--- begin TEXT EXCERPT ---

• Sat
  • Apr 19, 2014
  • Updated: 2:28pm
NewsChina
AGRICULTURE

Beijing vows respect for farmers' rights as it pushes rural land reforms

Annual policy statement recommits country to meeting own grain needs while pushing ahead with Communist Party's goal of rural land reforms

PUBLISHED : Sunday, 19 January, 2014, 6:03pm
UPDATED : Monday, 20 January, 2014, 3:57am

The central government pledged in a key policy document yesterday to respect farmers' rights while reaffirming its commitment to grain self-sufficiency and rural land reforms.

The broad policy statement was released as part of the so-called No 1 Central Document, which is issued jointly every January by the Communist Party's Central Committee and the State Council. The document sets priorities for the 12 months ahead and has focused on rural matters for 11 straight years.

--- end TEXT EXCERPT ---
--- begin DATA EXCERPTS ---

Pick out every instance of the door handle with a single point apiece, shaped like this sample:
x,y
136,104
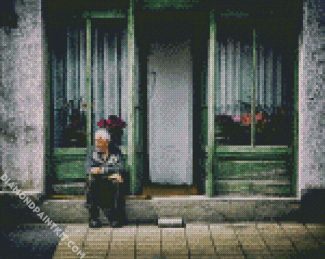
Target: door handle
x,y
153,76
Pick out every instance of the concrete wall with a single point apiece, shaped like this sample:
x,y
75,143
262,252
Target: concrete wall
x,y
312,96
22,97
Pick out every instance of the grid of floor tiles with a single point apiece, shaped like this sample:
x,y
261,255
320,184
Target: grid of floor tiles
x,y
242,240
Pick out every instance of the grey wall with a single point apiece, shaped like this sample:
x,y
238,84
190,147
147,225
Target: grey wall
x,y
312,96
21,97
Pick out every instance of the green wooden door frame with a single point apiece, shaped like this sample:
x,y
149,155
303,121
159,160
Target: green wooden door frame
x,y
211,103
132,166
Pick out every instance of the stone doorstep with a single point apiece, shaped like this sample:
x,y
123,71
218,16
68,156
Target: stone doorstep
x,y
190,209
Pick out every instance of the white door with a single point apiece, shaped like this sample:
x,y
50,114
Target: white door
x,y
170,112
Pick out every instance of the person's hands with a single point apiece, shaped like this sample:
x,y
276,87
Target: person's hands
x,y
97,170
116,178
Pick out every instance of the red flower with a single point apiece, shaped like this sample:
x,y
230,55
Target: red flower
x,y
101,123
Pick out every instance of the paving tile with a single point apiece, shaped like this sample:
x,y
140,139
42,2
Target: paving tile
x,y
233,249
151,256
202,256
202,251
175,256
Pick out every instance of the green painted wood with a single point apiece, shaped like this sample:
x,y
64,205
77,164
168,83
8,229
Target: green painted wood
x,y
69,163
252,170
88,82
211,102
131,98
70,169
107,14
295,145
250,188
169,4
69,151
253,98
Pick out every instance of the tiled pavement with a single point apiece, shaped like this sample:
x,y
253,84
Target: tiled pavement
x,y
198,241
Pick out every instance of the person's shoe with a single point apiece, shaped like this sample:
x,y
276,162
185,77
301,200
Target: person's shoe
x,y
95,223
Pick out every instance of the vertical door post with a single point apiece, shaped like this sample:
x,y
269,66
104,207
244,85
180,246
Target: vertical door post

--- end DATA EXCERPTS ---

▶ [WRITTEN EXERCISE 1]
Answer these questions about the article on China's rural land reforms:
(a) What did the central government pledge to respect?
(b) Which two bodies jointly issue the No 1 Central Document?
(c) For how many straight years has the document focused on rural matters?
▶ [WRITTEN EXERCISE 2] Extend the article on China's rural land reforms with a few more paragraphs, picking up right after its final sentence.

▶ [RESPONSE 1]
(a) Farmers' rights.
(b) The Communist Party's Central Committee and the State Council.
(c) 11 years.

▶ [RESPONSE 2]
This document mapped out "three rural issues" - agriculture, rural areas and farmers - and eight focus areas, including improving food security, modernising agriculture, deepening land reforms, ensuring sustainable rural development and encouraging innovation in rural finance.

The document stressed that Beijing would continue to pursue "basic grain self-sufficiency" while allowing an "appropriate" amount of food imports from overseas. It also said the central government would respect farmers' creativity and support local experimentation with reforms. Uniformity would not be imposed and interim policies might be allowed.

Li Guoxiang, a professor at the Chinese Academy of Social Sciences' Rural Development Institute, said that respecting farmers' rights and taking the differences between villages in to account was conducive to healthy rural development.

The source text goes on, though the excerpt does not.